= Things to do =
- a) From the fox and rabbit code, list every parameter defined under the comment "# Definition of parameters" along with its assigned value.
- b) For each statement, say yes or no based on the fox and rabbit code, and quote the words that decide it: (i) the time grid runs from 0 to 15; (ii) the initial conditions are 10 foxes and 5 rabbits; (iii) the rabbit curve is drawn in red.

= Text segment =
'''

In [1]:
#!python
from numpy import *
import pylab as p
# Definition of parameters
a = 1.
b = 0.1
c = 2.0
d = 0.75
def dX_dt(X, t=0):
    """ Return the growth rate of fox and rabbit populations. """
    return array([ a*X[0] -   b*X[0]*X[1] ,
                  -c*X[1] + d*b*X[0]*X[1] ])
In [2]:
#!python
X_f0 = array([     0. ,  0.])
X_f1 = array([ c/(d*b), a/b])
all(dX_dt(X_f0) == zeros(2) ) and all(dX_dt(X_f1) == zeros(2)) # => True
Out[2]:
True
In [3]:
def d2X_dt2(X, t=0):
    """ Return the Jacobian matrix evaluated in X. """
    return array([[a -b*X[1],   -b*X[0]     ],
                  [b*d*X[1] ,   -c +b*d*X[0]] ])
In [4]:
A_f0 = d2X_dt2(X_f0)                    # >>> array([[ 1. , -0. ],
                                        #            [ 0. , -1.5]])
In [5]:
#!python
A_f1 = d2X_dt2(X_f1)                    # >>> array([[ 0.  , -2.  ],
                                        #            [ 0.75,  0.  ]])
# whose eigenvalues are +/- sqrt(c*a).j:
lambda1, lambda2 = linalg.eigvals(A_f1) # >>> (1.22474j, -1.22474j)
# They are imaginary numbers. The fox and rabbit populations are periodic as follows from further
# analysis. Their period is given by:
T_f1 = 2*pi/abs(lambda1)                # >>> 5.130199
In [6]:
#!python
from scipy import integrate
t = linspace(0, 15,  1000)              # time
X0 = array([10, 5])                     # initials conditions: 10 rabbits and 5 foxes
X, infodict = integrate.odeint(dX_dt, X0, t, full_output=True)
infodict['message']                     # >>> 'Integration successful.'
Out[6]:
'Integration successful.'
In [7]:
#!python
rabbits, foxes = X.T
f1 = p.figure()
p.plot(t, rabbits, 'y-', label='Rabbits')
p.plot(t, foxes  , 'r-', label='Foxes')
p.plot([], [], ' ', label="Parameters --> a = 1.0,b = 0.1,p = 2.0, q = 0.75")
p.grid()
p.legend(loc='best')
p.xlabel('time')
p.ylabel('population')
p.title('Evolution of fox and rabbit populations')

'''

= Provided data =
'''

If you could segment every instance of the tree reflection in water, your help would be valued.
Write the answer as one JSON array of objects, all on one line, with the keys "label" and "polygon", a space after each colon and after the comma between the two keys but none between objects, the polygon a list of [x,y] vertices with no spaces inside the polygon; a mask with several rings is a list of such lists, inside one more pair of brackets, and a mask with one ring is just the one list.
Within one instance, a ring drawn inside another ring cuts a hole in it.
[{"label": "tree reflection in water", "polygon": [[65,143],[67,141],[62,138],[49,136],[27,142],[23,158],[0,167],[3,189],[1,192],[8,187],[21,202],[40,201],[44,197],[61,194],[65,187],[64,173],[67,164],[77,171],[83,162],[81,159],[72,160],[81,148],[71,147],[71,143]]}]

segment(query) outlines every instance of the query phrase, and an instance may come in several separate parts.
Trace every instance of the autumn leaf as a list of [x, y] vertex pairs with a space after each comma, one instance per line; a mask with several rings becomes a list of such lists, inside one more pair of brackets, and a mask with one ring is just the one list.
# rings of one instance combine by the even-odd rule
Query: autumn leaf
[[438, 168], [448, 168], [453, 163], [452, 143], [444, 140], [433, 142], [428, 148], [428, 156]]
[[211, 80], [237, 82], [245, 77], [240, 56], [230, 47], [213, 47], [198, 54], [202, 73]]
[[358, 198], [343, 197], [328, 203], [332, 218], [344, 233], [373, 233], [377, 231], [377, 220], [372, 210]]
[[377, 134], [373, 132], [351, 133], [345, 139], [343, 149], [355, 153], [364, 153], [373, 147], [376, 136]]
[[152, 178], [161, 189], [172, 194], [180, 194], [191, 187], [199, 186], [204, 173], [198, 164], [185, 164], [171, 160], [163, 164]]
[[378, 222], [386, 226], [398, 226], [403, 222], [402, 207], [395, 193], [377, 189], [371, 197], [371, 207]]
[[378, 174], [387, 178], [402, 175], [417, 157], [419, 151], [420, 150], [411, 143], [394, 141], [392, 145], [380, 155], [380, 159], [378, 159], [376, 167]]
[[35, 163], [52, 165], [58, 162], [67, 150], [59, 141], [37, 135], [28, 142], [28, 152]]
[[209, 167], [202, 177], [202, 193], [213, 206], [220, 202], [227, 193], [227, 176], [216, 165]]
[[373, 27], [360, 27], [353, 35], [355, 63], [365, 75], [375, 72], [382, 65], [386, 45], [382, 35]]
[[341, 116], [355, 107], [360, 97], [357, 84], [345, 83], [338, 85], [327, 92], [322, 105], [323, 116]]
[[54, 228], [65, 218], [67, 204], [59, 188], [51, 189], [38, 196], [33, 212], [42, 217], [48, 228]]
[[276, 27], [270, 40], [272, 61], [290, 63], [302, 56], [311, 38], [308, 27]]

'''

= Per-task answers =
- a)
- a = 1.
- b = 0.1
- c = 2.0
- d = 0.75

- b)
(i) Yes: "t = linspace(0, 15,  1000)"
(ii) No: "initials conditions: 10 rabbits and 5 foxes"
(iii) No: "p.plot(t, rabbits, 'y-', label='Rabbits')"